- **Text under study**:
*** Begin section ***

See update below.
There’s a front page story today which comes from a highly-respected healthcare reporter (Julie Appleby) at a highly-respected healthcare policy data outlet (KFF News)...which has a shockingly bad headline.
The headline declares “Obamacare sign-ups lag after Trump election and legal challenges.”
The implication of this is that ACA enrollment is lower than it was as of the same point a year ago.
This is...wrong.
As the Centers for Medicare & Medicaid Services (CMS) noted on Dec. 20th, the federal ACA exchange, HealthCare.Gov (which hosts 31 states), actually has seen record-breaking enrollment with 16.6 million people being enrolled for 2025 coverage so far. When you add the 2.8 million enrollees reported across 7 of the states which operate their own ACA exchanges (CA, CO, ME, MN, NV, NJ & NM), that’s nearly 19.5 million ACA enrollments for 2025...up 16.6% over the same point a year ago, and up 9% over the 2024 Open Enrollment Period’s final tally.
In fact, when you include the auto-renewal numbers from the remaining 13 states (CT, DC, GA, ID, KY, MD, MA, NY, PA, RI, VT, VA & WA), you get a grand total of at least 22.8 million Qualified Health Plan (QHP) enrollments for 2025 (last year’s final tally was ~21.5 million nationally).
So what’s going on here?
Well, first of all, look at the date on the original KFF News article: It was published on December 19th, a day before CMS issued their press release featuring the 16.6M number.

*** End section ***

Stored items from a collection
*** Begin section ***

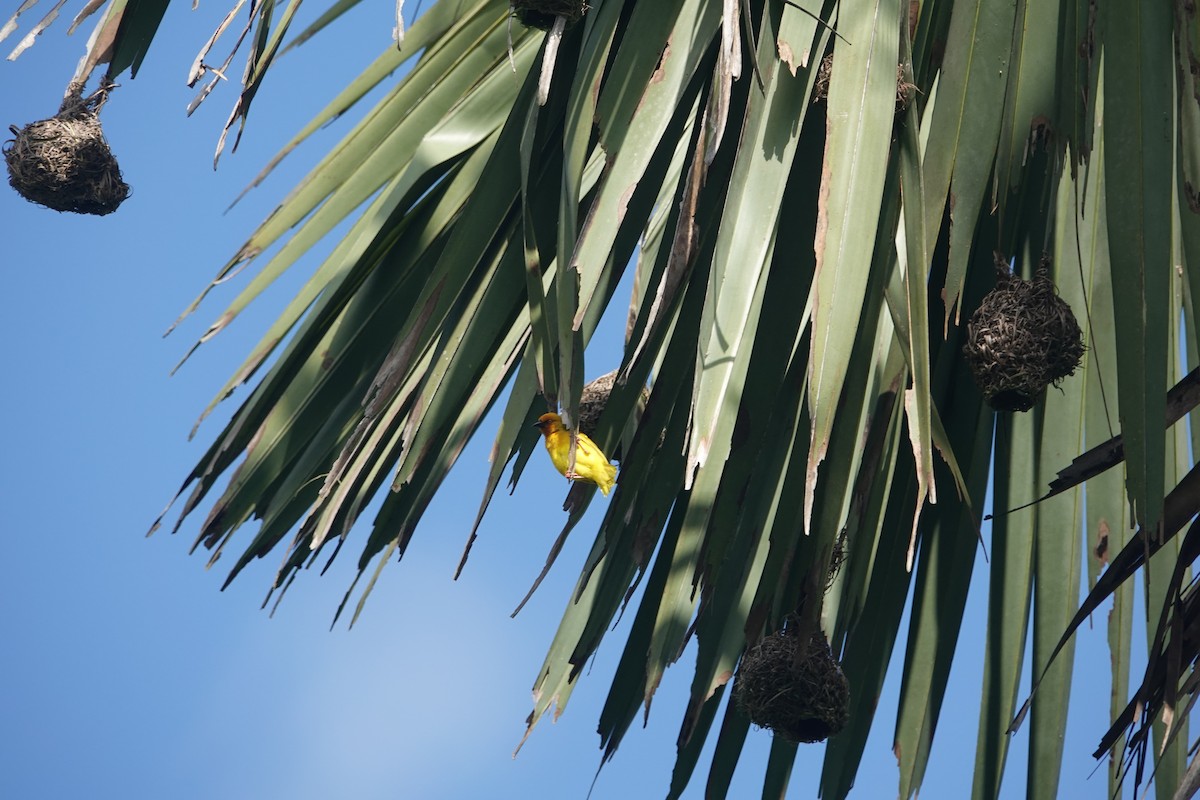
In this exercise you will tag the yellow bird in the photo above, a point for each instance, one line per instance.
(591, 464)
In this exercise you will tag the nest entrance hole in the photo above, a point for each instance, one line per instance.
(541, 13)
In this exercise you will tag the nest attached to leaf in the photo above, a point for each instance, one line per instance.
(541, 13)
(65, 162)
(1021, 338)
(905, 90)
(792, 685)
(594, 398)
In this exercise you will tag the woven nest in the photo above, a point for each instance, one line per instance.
(1020, 340)
(64, 162)
(793, 686)
(541, 13)
(905, 90)
(594, 398)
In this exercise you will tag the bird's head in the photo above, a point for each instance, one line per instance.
(549, 423)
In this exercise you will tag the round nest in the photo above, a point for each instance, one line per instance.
(64, 162)
(905, 90)
(793, 686)
(594, 398)
(541, 13)
(1021, 338)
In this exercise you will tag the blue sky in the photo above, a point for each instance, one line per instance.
(129, 674)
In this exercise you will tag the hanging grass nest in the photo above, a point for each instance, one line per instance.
(905, 90)
(793, 685)
(594, 398)
(64, 162)
(593, 401)
(541, 13)
(1021, 338)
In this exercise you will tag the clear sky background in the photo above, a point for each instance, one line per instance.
(125, 673)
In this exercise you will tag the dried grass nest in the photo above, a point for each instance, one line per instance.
(593, 401)
(1023, 338)
(65, 162)
(541, 13)
(905, 90)
(792, 685)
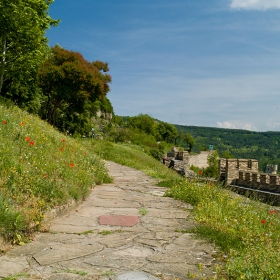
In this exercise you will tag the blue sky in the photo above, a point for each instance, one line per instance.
(213, 63)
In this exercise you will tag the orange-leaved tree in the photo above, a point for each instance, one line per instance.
(69, 83)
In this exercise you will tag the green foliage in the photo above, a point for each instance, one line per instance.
(236, 143)
(39, 169)
(130, 155)
(189, 140)
(213, 165)
(23, 48)
(167, 132)
(247, 232)
(70, 86)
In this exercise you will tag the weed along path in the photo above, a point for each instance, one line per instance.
(124, 230)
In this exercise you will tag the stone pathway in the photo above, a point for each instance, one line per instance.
(124, 230)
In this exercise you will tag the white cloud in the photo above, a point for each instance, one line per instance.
(237, 125)
(272, 125)
(255, 4)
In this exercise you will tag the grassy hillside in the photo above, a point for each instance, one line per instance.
(42, 168)
(39, 169)
(263, 146)
(246, 232)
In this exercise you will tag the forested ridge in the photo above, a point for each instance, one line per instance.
(262, 146)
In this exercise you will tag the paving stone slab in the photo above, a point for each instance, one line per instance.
(63, 252)
(151, 244)
(119, 220)
(11, 265)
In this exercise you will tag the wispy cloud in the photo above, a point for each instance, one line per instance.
(238, 125)
(255, 4)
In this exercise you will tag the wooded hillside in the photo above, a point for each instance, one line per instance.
(263, 146)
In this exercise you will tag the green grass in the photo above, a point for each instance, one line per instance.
(247, 232)
(132, 156)
(40, 168)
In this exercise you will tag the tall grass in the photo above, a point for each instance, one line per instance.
(132, 156)
(246, 231)
(39, 168)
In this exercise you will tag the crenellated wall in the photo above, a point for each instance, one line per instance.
(244, 172)
(188, 160)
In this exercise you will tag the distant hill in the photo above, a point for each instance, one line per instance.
(263, 146)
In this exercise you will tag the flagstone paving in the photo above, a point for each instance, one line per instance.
(123, 230)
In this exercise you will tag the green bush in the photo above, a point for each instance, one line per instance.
(40, 168)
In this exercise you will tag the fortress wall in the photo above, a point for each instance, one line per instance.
(197, 160)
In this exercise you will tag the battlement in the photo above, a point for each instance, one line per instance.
(244, 172)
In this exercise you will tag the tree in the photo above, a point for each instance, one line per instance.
(188, 139)
(143, 122)
(70, 84)
(168, 132)
(23, 47)
(213, 165)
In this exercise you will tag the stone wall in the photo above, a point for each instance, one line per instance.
(245, 172)
(188, 160)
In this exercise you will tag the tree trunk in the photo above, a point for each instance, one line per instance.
(2, 61)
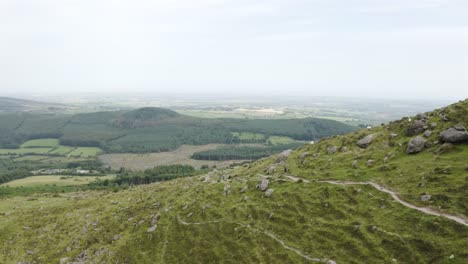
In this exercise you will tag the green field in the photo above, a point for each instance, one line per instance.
(85, 152)
(22, 151)
(41, 143)
(248, 136)
(279, 140)
(43, 180)
(62, 150)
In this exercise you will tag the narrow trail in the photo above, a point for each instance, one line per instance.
(269, 234)
(426, 210)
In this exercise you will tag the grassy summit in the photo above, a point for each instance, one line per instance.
(225, 217)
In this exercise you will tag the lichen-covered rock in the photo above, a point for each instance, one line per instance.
(416, 145)
(453, 135)
(269, 192)
(283, 156)
(427, 133)
(332, 150)
(366, 141)
(263, 184)
(415, 128)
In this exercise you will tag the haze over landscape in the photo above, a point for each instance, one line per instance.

*** End section ***

- **Exercise set**:
[a] In the post about ACA enrollment numbers, on what date was the original KFF News article published?
[b] Carry on the post about ACA enrollment numbers from the point where it stops.

- **Numbered responses**:
[a] December 19th.

[b]
However, this isn’t just a matter of it being outdated. As I had noted a day earlier (the same day that Appleby’s KFF article ran), 2025 enrollment in CO, ME, NJ, NM & NV was running 24% ahead of the same point in 2024, making it highly unlikely that enrollment would be running behind overall.
So what’s the deal? Well, you have to read the KFF article carefully:
New enrollments under the Affordable Care Act are on pace to trail last year’s record numbers by as many as a million as the outgoing Biden administration confronts upheavals in the program.
...So far, the number of new and returning enrollees using healthcare.gov — the federal marketplace that serves 31 states — is below last year’s. New enrollments were just over 730,000 in early December, compared with 1.5 million at the same time last year.
Again, new and returning enrollees. That doesn’t include the millions of current enrollees who allowed themselves to be automatically re-enrolled for the new year.
I’ve pointed this out repeatedly to any healthcare reporter who cares without much any of them providing clarification.
In any event, once the 2025 Open Enrollment Period wraps up later this month (Jan. 15th in most states; as late as Jan. 31st in a few), I expect total ACA exchange enrollment to reach ~24 million nationally, plus another ~1.8 million Basic Health Plan (BHP) enrollees in MN, NY & OR, for a total of well over 25 million people in ACA policies.
As for why new and active renewals are down while auto-renewals are up, that’s pretty simple:
- A good 5M+ more people enrolled for the first time for 2024 coverage, including several million who transferred over from Medicaid via the post-pandemic Unwinding process, so much of the “low-hanging fruit” of new exchange enrollees has already been picked.
- Most of those millions of current enrollees who are first-timers have, therefore, never gone through the renewal process before; my guess is that a lot of them don’t realize that it’s better to actively log into your account and pick your plan for the new year as opposed to allowing themselves to be passively auto-renewed into their existing policy.
In any event, if you still need healthcare coverage, you can still enroll in every state except Idaho through at least January 15th for coverage starting February 1st.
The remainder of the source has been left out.